-- Start Extract to read --
The Most Disgraced Endings to Legendary Coaching Careers
Happy Valley is not so aptly named these days.
With this weekend's shocking child sex abuse scandal involving former Penn State defensive coordinator Jerry Sandusky, Joe Paterno has announced that he will retire after the season amid scrutiny stemming from his treatment of an incident in 2002 brought to light in the grand jury's report.
This will be remembered as one of the most disgraceful endings to a legendary coaching career in American sports history.
But Paterno isn't the only legend to go out amid controversy and disgrace.
Jim Harrick
1 of 10Jim Harrick may not be a legend like many of the other coaches on this list, but he did compile a lifetime 471-234 record, including a national championship and 192 wins at UCLA, the second-most in the university's history behind John Wooden (though Ben Howland will likely surpass that total this season).
His career was marred by several scandals. At UCLA, he was fired for filing a false expense report. He resigned from Georgia amidst a scandal involving his son, who was an assistant coach at the time. From Sports Illustrated:
"Harrick was suspended with pay March 10 as the university announced findings of academic fraud involving Jim Harrick Jr., the assistant coach who granted credit hours to three basketball players who did not attend the class in basketball strategy he was teaching.
-- End Extract to read --
-- Start Information given --
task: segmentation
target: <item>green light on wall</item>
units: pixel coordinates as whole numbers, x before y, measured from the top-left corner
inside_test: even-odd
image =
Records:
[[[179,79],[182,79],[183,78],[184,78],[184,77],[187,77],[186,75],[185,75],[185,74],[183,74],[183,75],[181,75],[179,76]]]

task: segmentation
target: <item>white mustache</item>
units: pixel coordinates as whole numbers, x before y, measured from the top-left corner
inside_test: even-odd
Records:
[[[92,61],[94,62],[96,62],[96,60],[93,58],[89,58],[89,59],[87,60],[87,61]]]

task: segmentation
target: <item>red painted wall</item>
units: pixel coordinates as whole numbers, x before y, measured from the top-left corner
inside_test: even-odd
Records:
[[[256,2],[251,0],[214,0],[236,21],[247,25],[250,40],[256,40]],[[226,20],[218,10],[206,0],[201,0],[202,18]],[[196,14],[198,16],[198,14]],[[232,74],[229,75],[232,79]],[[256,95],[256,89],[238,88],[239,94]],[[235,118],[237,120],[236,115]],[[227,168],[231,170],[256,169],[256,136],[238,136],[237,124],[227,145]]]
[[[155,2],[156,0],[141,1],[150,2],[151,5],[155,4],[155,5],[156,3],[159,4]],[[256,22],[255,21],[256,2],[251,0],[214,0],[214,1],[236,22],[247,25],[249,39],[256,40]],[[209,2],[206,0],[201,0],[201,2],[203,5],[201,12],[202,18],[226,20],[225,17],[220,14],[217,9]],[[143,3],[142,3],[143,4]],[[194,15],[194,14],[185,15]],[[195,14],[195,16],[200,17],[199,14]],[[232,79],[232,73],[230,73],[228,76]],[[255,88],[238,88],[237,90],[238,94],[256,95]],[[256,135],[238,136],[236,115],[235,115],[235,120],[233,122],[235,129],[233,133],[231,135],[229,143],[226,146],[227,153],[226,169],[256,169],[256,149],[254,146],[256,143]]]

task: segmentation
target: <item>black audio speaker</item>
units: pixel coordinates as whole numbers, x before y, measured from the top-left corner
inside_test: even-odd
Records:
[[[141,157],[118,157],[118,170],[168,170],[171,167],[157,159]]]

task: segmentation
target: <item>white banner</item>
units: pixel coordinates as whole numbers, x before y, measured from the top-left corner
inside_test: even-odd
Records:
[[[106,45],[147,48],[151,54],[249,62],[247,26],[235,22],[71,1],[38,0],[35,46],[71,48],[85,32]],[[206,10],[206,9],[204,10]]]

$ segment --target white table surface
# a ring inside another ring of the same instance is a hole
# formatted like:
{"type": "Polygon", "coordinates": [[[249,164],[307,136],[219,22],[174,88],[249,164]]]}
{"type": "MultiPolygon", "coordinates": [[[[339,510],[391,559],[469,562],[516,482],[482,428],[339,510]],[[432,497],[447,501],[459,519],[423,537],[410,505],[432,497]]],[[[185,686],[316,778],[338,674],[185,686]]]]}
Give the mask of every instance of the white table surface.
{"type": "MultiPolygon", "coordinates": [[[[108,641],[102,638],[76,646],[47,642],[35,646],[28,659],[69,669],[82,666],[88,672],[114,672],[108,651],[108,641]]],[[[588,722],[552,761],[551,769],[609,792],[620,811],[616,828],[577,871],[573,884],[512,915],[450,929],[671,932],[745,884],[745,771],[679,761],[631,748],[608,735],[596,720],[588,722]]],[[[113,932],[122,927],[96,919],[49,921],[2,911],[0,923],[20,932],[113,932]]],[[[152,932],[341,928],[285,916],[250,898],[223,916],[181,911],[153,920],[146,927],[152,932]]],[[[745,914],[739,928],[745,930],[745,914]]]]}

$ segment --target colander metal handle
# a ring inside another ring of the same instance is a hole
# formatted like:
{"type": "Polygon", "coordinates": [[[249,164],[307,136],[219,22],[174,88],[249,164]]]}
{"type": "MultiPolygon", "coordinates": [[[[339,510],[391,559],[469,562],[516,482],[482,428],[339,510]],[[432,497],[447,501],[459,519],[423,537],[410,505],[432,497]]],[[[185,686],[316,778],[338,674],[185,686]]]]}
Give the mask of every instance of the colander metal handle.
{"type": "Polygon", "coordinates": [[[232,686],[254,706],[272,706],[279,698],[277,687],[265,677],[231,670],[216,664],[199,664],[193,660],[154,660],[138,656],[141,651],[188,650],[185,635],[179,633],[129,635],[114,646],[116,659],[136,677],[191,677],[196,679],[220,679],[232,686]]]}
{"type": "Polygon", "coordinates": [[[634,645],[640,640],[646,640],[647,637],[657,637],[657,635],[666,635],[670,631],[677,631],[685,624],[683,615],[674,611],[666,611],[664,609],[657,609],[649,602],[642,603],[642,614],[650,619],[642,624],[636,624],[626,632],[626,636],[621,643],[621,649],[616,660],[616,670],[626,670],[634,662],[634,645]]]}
-- End Information given --
- Tasks to complete:
- a) Answer these questions from the article on disgraced coaching endings:
(i) When does Joe Paterno say he will retire?
(ii) What lifetime record did Jim Harrick compile?
(iii) What got Harrick fired at UCLA?
- b) According to the article on disgraced coaching endings, what led Joe Paterno to announce his retirement?
- c) Rewrite the stretch from "This will be" through "total this season)." of the article on disgraced coaching endings, switching "UCLA" to "U.C.L.A.".

- Solutions per task:
- a)
(i) After the season.
(ii) 471-234.
(iii) Filing a false expense report.

- b) Paterno announced his retirement amid scrutiny of how he treated an incident in 2002. The grand jury's report in the child sex abuse scandal involving former Penn State defensive coordinator Jerry Sandusky brought that incident to light.

- c)
This will be remembered as one of the most disgraceful endings to a legendary coaching career in American sports history.
But Paterno isn't the only legend to go out amid controversy and disgrace.
Jim Harrick
1 of 10Jim Harrick may not be a legend like many of the other coaches on this list, but he did compile a lifetime 471-234 record, including a national championship and 192 wins at U.C.L.A., the second-most in the university's history behind John Wooden (though Ben Howland will likely surpass that total this season).